Labeled-object pointing entries

▬▬▬▬▬▬▬▬▬▬

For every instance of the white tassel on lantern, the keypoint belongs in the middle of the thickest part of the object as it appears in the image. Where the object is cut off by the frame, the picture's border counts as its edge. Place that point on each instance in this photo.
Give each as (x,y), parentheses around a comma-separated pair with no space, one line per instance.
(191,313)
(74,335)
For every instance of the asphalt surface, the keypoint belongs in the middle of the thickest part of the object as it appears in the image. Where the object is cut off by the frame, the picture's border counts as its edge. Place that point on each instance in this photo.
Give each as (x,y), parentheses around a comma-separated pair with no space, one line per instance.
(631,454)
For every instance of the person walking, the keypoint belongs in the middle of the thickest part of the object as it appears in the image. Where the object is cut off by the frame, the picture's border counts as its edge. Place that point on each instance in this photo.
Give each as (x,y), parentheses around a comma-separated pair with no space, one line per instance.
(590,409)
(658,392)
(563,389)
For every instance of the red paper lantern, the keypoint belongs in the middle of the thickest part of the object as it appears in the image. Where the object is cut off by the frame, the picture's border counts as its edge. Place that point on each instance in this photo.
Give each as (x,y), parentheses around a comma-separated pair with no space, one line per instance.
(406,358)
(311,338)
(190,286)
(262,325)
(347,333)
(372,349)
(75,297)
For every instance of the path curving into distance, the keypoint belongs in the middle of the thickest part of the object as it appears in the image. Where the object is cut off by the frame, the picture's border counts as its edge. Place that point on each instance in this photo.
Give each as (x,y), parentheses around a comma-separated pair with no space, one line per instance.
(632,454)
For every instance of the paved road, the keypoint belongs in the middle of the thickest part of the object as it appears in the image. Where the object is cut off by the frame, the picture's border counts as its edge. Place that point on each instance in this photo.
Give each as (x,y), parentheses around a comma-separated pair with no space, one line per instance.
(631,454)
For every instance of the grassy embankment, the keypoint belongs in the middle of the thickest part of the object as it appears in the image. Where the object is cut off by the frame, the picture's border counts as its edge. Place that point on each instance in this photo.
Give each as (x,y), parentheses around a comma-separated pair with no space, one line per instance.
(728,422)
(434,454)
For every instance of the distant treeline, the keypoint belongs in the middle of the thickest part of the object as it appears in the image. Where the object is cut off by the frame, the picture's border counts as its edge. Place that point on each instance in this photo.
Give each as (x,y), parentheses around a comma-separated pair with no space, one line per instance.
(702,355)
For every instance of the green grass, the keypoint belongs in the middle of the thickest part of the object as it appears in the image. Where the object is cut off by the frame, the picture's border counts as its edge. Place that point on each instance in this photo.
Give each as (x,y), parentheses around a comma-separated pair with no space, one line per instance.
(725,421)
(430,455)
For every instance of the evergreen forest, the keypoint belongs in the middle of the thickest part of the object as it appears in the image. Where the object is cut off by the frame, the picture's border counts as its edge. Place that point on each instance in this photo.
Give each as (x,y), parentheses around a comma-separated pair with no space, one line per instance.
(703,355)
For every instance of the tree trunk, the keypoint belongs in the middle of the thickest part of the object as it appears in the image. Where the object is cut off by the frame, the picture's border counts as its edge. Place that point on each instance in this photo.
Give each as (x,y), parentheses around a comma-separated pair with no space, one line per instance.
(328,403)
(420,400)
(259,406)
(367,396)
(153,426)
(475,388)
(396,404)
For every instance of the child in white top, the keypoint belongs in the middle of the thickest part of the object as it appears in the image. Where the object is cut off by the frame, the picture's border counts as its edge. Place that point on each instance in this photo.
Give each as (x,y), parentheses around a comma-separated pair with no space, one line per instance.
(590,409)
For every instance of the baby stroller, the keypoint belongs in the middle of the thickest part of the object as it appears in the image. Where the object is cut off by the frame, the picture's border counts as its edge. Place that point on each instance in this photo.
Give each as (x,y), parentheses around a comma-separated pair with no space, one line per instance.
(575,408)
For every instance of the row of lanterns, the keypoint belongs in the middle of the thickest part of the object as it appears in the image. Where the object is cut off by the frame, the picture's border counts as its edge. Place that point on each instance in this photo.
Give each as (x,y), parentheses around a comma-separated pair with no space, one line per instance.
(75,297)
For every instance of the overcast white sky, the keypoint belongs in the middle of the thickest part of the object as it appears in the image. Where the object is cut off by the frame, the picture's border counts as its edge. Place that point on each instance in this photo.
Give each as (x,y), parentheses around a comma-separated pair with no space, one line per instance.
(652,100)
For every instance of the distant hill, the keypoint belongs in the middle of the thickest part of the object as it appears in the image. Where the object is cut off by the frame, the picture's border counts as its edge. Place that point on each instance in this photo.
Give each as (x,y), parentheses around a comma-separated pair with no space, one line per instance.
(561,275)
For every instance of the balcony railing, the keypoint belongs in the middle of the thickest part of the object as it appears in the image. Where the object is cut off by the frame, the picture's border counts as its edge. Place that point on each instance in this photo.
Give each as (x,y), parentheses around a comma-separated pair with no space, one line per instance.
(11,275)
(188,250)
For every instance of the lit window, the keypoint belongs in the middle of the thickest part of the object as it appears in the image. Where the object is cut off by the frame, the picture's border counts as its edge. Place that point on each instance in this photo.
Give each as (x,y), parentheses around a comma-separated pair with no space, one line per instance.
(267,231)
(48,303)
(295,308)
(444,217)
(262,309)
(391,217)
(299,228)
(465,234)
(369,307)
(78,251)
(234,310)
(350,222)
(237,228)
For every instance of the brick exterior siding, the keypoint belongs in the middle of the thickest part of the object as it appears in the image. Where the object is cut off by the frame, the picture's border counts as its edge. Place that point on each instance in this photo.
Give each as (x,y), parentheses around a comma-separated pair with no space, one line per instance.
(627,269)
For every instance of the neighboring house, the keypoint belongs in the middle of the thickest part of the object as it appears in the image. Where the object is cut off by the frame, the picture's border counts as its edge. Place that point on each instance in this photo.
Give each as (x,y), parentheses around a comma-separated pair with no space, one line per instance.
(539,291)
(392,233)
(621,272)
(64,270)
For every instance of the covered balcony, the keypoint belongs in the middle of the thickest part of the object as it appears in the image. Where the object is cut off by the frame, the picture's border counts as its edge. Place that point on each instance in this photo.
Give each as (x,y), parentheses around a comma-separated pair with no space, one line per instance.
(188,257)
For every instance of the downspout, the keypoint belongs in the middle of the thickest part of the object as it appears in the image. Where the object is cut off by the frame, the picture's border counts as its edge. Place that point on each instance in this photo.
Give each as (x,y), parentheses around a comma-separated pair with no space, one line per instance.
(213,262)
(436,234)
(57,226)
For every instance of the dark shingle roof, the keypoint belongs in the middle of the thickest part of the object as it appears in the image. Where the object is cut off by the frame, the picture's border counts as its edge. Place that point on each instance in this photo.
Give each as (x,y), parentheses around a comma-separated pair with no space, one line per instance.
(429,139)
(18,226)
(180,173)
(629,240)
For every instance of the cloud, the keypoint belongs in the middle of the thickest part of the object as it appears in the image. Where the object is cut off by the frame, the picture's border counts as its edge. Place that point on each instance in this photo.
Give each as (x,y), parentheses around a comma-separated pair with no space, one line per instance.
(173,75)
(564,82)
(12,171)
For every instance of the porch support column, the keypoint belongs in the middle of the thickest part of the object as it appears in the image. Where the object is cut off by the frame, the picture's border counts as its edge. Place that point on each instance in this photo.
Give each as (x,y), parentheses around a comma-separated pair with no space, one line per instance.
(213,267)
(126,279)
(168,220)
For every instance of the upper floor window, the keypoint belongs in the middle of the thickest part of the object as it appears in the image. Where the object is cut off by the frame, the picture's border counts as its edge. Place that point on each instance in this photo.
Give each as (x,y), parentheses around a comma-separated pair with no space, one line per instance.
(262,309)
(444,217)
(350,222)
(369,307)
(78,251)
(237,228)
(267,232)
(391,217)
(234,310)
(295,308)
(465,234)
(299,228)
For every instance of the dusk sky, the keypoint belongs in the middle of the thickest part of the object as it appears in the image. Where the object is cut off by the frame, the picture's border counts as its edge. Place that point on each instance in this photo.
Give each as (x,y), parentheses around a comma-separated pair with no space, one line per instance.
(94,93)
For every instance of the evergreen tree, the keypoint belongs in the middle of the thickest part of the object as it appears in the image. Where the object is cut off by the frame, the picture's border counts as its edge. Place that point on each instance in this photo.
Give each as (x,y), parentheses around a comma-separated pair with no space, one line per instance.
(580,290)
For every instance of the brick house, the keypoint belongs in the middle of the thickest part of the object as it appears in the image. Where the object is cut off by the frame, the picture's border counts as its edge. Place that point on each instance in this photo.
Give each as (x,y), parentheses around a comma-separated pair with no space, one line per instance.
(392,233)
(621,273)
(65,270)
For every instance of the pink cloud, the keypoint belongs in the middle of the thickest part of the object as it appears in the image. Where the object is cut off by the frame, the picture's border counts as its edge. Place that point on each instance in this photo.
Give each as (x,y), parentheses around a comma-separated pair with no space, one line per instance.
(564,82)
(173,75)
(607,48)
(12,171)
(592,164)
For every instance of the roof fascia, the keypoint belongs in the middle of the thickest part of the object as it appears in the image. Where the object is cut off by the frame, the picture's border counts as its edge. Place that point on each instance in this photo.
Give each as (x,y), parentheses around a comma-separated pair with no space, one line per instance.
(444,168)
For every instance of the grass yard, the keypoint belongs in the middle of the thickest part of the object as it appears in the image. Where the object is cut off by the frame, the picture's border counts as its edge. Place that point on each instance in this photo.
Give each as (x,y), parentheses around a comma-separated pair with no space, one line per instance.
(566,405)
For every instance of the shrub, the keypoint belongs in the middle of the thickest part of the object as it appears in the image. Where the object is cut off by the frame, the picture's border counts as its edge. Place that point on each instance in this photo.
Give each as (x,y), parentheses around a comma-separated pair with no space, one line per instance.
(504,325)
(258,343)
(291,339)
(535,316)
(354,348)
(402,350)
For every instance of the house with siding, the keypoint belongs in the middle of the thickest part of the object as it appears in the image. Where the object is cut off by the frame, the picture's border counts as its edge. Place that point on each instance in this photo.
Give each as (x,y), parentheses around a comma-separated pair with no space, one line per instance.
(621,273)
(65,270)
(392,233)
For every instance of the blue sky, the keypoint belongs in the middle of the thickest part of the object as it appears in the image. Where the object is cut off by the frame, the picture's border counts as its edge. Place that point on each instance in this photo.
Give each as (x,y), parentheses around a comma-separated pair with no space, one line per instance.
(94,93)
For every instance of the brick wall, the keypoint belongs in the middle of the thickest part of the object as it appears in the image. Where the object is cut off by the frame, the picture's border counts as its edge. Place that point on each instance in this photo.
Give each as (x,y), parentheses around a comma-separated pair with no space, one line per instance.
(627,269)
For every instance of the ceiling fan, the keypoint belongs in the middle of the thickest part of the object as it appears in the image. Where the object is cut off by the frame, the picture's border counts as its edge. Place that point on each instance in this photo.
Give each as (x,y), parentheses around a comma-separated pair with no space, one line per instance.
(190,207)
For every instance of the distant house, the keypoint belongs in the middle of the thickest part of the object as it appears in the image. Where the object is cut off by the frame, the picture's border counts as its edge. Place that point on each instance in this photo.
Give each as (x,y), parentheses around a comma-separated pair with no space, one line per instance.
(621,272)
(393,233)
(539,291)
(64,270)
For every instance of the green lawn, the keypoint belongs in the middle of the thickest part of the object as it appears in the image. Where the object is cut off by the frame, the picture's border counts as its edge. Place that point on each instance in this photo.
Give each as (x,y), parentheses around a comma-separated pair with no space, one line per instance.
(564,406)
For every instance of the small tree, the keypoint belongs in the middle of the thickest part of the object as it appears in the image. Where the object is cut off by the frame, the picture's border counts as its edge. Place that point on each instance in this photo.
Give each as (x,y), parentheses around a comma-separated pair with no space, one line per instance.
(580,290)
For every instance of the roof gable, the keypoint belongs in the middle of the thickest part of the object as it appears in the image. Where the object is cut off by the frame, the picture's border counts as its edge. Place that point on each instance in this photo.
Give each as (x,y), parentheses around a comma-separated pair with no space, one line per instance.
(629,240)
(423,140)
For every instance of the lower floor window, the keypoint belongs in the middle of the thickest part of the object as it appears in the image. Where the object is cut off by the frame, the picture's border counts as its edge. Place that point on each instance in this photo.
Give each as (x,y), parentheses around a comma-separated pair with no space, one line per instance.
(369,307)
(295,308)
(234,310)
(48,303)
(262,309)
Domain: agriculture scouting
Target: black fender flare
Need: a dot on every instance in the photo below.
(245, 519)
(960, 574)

▬▬▬▬▬▬▬▬▬▬

**Written instruction**
Would you give again, word for word, every line from the one with "For every instance of the green lawn, the" through the final line of the listing above?

**Exercise answer**
For every instance of the green lawn, the keypoint belongs in the middle of the thickest part of the object as it appears in the image. Where the object is cut off by the frame, the picture's border counts as its edge. Place that point on each instance in this photo.
Give each as (x,y), parentheses around a comma-separated pair with no space, one line per instance.
(564,406)
For every instance of the small tree, the keypoint belongs in the middle of the thickest part of the object as it appears in the image. Where the object is cut off by the frame, the picture's border counts as its edge. Place that point on each instance in this photo.
Give each as (x,y), parentheses around a comma-separated pair with no space, one line per instance.
(580,290)
For every instance of the roof gable, the keypoint belongs in the middle of the thickest part of the object as it appears in the image. Where the object is cut off by the frame, the picture's border counts as its edge. Place that point on each instance in this photo.
Give each as (x,y), parentheses around a comma-separated pair with no space, one line per instance.
(629,240)
(423,140)
For every instance of the lower floor window, the keypoint belongs in the middle of the thickest part of the object as it appears in the image. Where the object is cut off by the frame, the picture's border counts as its edge. Place that point on each instance in this photo.
Give each as (x,y), parentheses around a comma-separated pair with no space, one line per instance.
(369,307)
(295,308)
(234,310)
(48,303)
(262,309)
Domain: agriculture scouting
Target: black fender flare
Need: a dot on every instance in the photo below.
(245, 519)
(960, 574)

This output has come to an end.